_Dati di etichettatura con coordinate_

______

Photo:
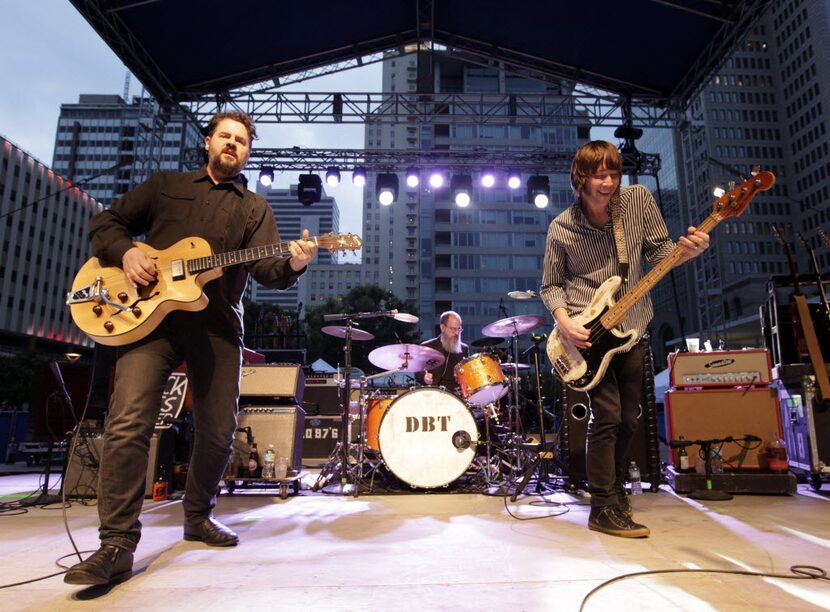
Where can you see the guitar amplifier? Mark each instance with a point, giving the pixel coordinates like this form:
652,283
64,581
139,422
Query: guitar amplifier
280,383
707,414
750,367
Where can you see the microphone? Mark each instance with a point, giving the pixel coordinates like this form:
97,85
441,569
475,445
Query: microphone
461,440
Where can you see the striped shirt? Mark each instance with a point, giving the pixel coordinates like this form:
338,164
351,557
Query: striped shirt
579,257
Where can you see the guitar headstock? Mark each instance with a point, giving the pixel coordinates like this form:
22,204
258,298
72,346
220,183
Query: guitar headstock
339,242
735,201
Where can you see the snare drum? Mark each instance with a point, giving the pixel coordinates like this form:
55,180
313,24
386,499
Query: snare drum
481,379
427,437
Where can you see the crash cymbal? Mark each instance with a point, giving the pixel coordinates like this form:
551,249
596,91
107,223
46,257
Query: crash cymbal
405,317
339,331
486,342
512,367
523,295
406,357
520,324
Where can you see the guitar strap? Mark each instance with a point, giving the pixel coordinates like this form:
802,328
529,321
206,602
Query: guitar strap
619,235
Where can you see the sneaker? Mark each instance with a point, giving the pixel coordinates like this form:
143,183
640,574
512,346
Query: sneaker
614,521
624,501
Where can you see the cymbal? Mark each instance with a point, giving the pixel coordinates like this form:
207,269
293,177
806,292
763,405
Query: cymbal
406,357
523,295
339,331
513,366
486,342
520,324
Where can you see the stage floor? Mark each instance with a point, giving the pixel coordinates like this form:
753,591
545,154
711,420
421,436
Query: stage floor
421,551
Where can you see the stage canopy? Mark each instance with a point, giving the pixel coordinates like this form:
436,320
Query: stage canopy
187,50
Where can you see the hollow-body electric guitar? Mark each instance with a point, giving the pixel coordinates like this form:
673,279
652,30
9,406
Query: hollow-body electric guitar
110,311
582,369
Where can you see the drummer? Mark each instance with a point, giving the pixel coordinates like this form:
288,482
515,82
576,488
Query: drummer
448,342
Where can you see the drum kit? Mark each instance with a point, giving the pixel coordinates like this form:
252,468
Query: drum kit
426,436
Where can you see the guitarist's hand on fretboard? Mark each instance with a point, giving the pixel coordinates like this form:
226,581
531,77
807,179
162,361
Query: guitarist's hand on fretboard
694,243
302,252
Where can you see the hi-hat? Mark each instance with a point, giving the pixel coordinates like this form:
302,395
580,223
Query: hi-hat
486,342
339,331
520,324
523,295
406,357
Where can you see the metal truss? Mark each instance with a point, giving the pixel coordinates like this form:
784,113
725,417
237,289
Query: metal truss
585,106
395,160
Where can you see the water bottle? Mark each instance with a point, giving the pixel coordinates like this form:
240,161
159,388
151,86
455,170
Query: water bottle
634,478
268,461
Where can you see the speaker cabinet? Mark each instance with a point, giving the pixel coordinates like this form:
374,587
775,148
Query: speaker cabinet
81,474
709,414
278,384
282,426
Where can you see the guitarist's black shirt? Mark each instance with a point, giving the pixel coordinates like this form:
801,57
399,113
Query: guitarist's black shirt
171,206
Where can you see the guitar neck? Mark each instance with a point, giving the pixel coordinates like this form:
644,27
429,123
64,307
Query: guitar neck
619,311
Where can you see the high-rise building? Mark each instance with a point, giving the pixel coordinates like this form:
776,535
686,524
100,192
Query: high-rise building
768,105
43,223
292,218
103,131
424,247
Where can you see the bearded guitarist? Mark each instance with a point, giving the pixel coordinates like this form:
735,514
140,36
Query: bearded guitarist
582,252
214,205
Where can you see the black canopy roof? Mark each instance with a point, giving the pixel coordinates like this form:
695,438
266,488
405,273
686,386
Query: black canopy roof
186,50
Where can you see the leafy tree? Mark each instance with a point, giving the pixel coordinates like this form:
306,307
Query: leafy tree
366,298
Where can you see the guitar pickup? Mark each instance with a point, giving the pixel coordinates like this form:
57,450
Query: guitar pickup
177,269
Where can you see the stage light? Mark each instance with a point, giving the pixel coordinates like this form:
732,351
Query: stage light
488,178
461,186
514,179
332,176
359,176
436,179
538,191
386,188
266,176
412,177
309,189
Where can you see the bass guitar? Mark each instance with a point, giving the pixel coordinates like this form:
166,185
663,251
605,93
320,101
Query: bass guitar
582,369
111,311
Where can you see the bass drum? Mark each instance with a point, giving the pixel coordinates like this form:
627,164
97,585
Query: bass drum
427,437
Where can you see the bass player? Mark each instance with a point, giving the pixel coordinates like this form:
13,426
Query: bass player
582,252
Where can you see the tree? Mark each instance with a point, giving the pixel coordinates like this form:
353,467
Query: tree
367,298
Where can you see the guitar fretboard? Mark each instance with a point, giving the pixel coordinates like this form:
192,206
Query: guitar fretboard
231,258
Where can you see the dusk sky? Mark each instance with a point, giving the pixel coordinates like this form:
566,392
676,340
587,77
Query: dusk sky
52,55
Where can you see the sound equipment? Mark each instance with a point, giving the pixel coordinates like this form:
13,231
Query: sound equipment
708,414
278,384
282,426
321,435
720,368
80,478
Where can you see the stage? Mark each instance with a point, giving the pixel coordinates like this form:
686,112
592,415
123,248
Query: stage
318,551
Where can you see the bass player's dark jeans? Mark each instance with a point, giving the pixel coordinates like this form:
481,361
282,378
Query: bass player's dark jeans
615,404
142,370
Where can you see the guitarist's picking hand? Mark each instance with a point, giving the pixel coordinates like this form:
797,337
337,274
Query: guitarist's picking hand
302,252
694,243
572,331
138,268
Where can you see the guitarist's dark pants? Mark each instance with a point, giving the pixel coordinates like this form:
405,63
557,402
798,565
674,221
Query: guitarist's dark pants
615,403
213,370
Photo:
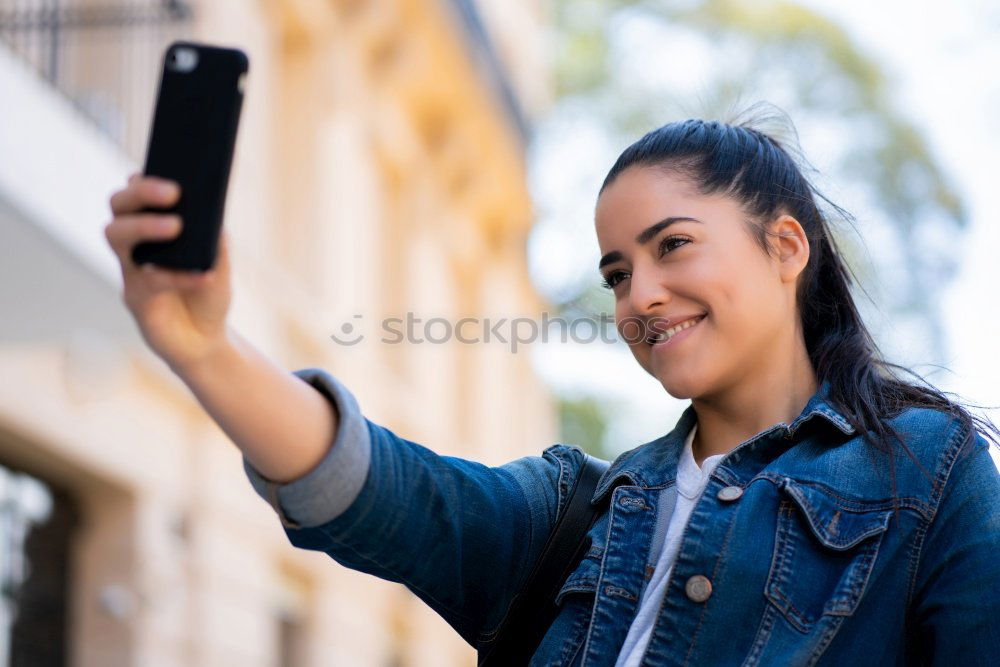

______

_ISTRUZIONI DEL COMPITO_
Riproduci l'elenco qui sopra dalla prima all'ultima riga, identico in ogni carattere, senza includere le immagini.

_RISPOSTA CORRETTA_
Photo:
Where can you see the guitar amplifier? Mark each instance with a point, giving the pixel coordinates like this form:
652,283
64,581
139,422
Query: guitar amplifier
280,383
707,414
750,367
Where can you see the microphone? Mark each instance with a point, giving the pixel coordinates like this form:
97,85
441,569
475,445
Query: microphone
461,440
Where can you see the striped shirt? Mark each instance with a point, giving the pixel coordinates like this form:
338,164
351,557
Query: striped shirt
579,257
Where can you see the guitar headstock? Mark each instance with a point, giving the pixel coordinates like this form:
22,204
258,298
72,346
220,183
Query: guitar headstock
339,242
735,201
Where can you see the snare drum? Mark each instance with a point, giving the pixel coordinates like this form:
55,180
313,24
386,499
Query: snare drum
481,379
427,437
Where can you see the crash cymbal? Mark each instance with a point, giving the pixel coordinates like this form:
551,249
596,91
107,223
46,257
Query: crash cymbal
405,317
339,331
486,342
512,367
523,295
406,357
520,324
Where can you see the guitar strap? Mark each instance with a point, giving the pixel coordinates like this form:
802,328
529,321
206,602
Query: guitar strap
619,235
Where can you see the sneaker? Mark each instance with a point, giving the pixel coordinates like this form:
143,183
640,574
512,346
Query: sneaker
614,521
624,501
Where can you see the cymbal? Mark each instance with a point, giving the pixel coordinates like this form:
207,269
293,177
806,292
763,405
Query: cymbal
406,357
523,295
339,331
513,366
486,342
520,324
Where can you see the stage floor? Mark each instance with a point, giving the pixel coordinates like this form:
753,591
545,154
711,420
421,436
Query: stage floor
421,551
Where can you see the stage canopy? Mark each instance with a point, giving the pixel coordinates like this form:
436,320
Query: stage canopy
187,50
Where can you see the hollow-body electric guitar? Mark each instance with a point, giving the pixel coordinates like this form:
673,279
652,30
9,406
Query: hollow-body electric guitar
110,311
582,369
Where can you see the drummer? Mark each instance with a point, giving the pixel coordinates like this form:
288,482
515,82
576,488
Query: drummer
448,342
Where can you see the drum kit? Mark each instance with a point, giving the pixel coordinates like this form:
252,468
Query: drum kit
426,436
Where can you see the guitarist's hand on fretboard? Mark each instance with a point, giving the pixel coordinates like this form:
226,581
531,77
807,179
162,361
Query: guitarist's hand on fretboard
694,243
302,252
Where can you see the hi-hat? Mark each instance with a point, giving the pixel coordinates like this form:
302,395
580,223
Query: hi-hat
486,342
339,331
520,324
523,295
406,357
Where can you see the metal truss? Mark each instance with a point, giving the pixel coordinates like this form:
784,113
725,417
237,289
Query: metal truss
585,106
395,160
Where can you see the water bottle? Mark each instance with a point, giving the pixel coordinates like this form:
240,161
159,388
151,86
455,170
Query: water bottle
634,478
268,461
Where can you see the speaker cabinet? Mark each instance with a point, giving the pixel coordinates like this form:
374,587
775,148
Query: speaker cabinet
81,474
709,414
278,384
282,426
Where can you see the guitarist's black shirt? Mark each instance with a point, giving the pixel coordinates like this form:
801,57
399,113
Query: guitarist's black shirt
171,206
Where can you see the guitar neck? Mark each instance with a point, giving the pixel coordinates like this form:
644,27
429,123
64,307
Query: guitar neck
619,311
Where can you see the high-rise building? Mark each instance with a point, giving the pixel coordinates like this form:
776,535
686,524
100,192
Query: high-rise building
768,105
43,223
292,218
103,131
424,247
Where can you see the bearded guitarist? Mark each instance with a point, giving the pixel coordinates like this form:
735,514
140,36
Query: bearded guitarist
582,252
214,205
Where can you see the black canopy roof? Mark each instance with a point, giving the pixel coordinates like this form:
695,438
266,488
405,273
686,386
Query: black canopy roof
186,50
Where can you see the leafy tree? Mark each instance with a point, giving the pixel coordinates like this form:
306,307
Query: leafy tree
366,298
Where can you see the guitar pickup? Mark each instance with a point, giving the pixel coordinates like this form:
57,450
Query: guitar pickup
177,269
Where can you see the stage light? Mark each instance with a point, giving the pixel coordinates like this form:
732,351
Query: stage light
488,178
461,186
514,179
332,176
359,176
436,179
538,191
386,188
266,176
412,177
309,189
Where can you see the bass guitar? Mark each instance with a point, giving the pixel coordinates like this form:
166,185
663,251
605,93
320,101
Query: bass guitar
582,369
111,311
Where can you see the bass drum? Mark each instance with a point, giving the pixel coordinates like this form:
627,164
97,585
Query: bass drum
427,437
Where can you see the bass player? Mark each instance with a point, giving the pixel coordinates like this form:
13,426
Query: bass player
582,252
Where can you see the tree? Mark each instance with a point, giving the pixel coordinates like this form:
353,467
Query: tree
367,298
Where can you see the guitar fretboard? Mark each instance with a point, giving the pixel coordinates like this form:
192,206
Query: guitar fretboard
231,258
Where can you see the dusk sky? Mark each instance with a point, giving the pixel coordinates like this form:
566,392
676,340
587,77
Query: dusk sky
52,55
Where can you see the sound equipment? Mark each instance with a point, giving the pixel coordinates like this form:
13,231
Query: sound equipment
708,414
278,384
282,426
321,435
720,368
80,478
Where can you see the stage? Mark each instance with a point, giving the pixel coordinates like this form:
686,112
592,415
123,248
Query: stage
318,551
Where can you see the bass player's dark jeans? Mark each instance with a point, giving the pixel coordinates like this form:
481,361
282,378
Query: bass player's dark jeans
615,404
142,370
Where can you see the guitarist's picking hand? Mark each instance with a point, giving the pixel coordinates like this form:
797,337
337,274
Query: guitarist's picking hand
302,252
694,243
572,331
138,268
Where can you see the guitarist's dark pants? Mark each instance with a point, giving the pixel coordinates like this form:
405,63
557,402
798,565
674,221
Query: guitarist's dark pants
615,403
213,370
Photo:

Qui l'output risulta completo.